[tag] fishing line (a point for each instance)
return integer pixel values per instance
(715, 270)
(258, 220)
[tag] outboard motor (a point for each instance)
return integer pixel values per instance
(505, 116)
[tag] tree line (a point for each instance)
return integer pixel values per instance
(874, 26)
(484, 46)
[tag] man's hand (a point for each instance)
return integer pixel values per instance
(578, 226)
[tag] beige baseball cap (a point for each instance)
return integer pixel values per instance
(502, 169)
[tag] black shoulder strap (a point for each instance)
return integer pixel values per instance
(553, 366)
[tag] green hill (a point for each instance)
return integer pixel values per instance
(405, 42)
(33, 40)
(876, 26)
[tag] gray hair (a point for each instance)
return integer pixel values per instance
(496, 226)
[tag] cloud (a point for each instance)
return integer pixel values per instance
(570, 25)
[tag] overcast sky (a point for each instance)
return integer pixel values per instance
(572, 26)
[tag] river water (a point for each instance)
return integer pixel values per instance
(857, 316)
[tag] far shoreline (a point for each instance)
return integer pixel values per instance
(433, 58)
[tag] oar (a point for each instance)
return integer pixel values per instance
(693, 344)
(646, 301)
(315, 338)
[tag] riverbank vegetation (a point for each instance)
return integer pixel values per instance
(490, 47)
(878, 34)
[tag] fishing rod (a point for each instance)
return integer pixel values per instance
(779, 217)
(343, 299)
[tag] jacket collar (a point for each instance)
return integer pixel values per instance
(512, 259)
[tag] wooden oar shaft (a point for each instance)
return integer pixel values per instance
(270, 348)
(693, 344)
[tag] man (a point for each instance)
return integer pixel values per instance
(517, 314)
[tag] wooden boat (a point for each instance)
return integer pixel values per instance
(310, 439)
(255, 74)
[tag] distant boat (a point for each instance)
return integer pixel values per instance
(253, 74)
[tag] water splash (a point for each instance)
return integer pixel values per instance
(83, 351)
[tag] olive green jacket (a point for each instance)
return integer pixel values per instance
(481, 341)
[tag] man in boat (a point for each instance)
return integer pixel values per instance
+--
SHORT EXERCISE:
Edit all the records so that "pixel values" becomes "pixel coordinates" wherever it occurs, and leave everything else unchanged.

EXERCISE RESPONSE:
[tag] fishing line (a point for each instance)
return integer pixel coordinates per instance
(715, 270)
(258, 220)
[tag] outboard motor (a point for each instance)
return integer pixel coordinates per instance
(505, 116)
[tag] tree line (a point for each instance)
return integer pixel coordinates per instance
(874, 26)
(484, 46)
[tag] man's hand (a point for each instance)
return integer pixel coordinates per instance
(578, 226)
[tag] beige baseball cap (a point for each instance)
return integer pixel coordinates per instance
(502, 169)
[tag] black shoulder strap (a point for each instance)
return integer pixel coordinates per instance
(553, 366)
[tag] green hill (a point for each instance)
return integer pixel coordinates per instance
(405, 42)
(33, 40)
(876, 26)
[tag] gray hair (a point for each instance)
return integer pixel coordinates per instance
(496, 226)
[tag] cloud (a point for each instance)
return integer pixel coordinates per instance
(570, 25)
[tag] overcast sky (a point for each instance)
return integer pixel coordinates per instance
(572, 26)
[tag] river water (a point for each instance)
return integer pixel coordinates per instance
(857, 316)
[tag] far shoreline (a point for each instance)
return integer pixel coordinates per instance
(433, 58)
[tag] oar (a point for each instance)
return integer pixel coordinates per instance
(693, 344)
(646, 301)
(315, 338)
[tag] riverbank vegetation (a point for each instance)
return integer pixel coordinates per instance
(490, 47)
(878, 34)
[tag] fishing rod (a point for each instance)
return integer pixel coordinates per instance
(779, 217)
(343, 299)
[tag] jacket collar (a point for each instance)
return integer pixel coordinates per instance
(512, 259)
[tag] wooden oar shaft (a point for each instance)
return integer pixel coordinates per instance
(270, 348)
(693, 344)
[tag] man (a point for each instance)
return integer pixel coordinates per instance
(517, 314)
[tag] wooden boat (a point for each instance)
return integer pixel coordinates per instance
(310, 439)
(255, 74)
[tag] distant boat (a point for each instance)
return integer pixel coordinates per instance
(253, 74)
[tag] water splash (a point for each instance)
return integer pixel coordinates per instance
(83, 351)
[tag] olive green jacket (a point for each instance)
return integer pixel coordinates per instance
(481, 341)
[tag] man in boat (a point for each instance)
return integer pixel coordinates per instance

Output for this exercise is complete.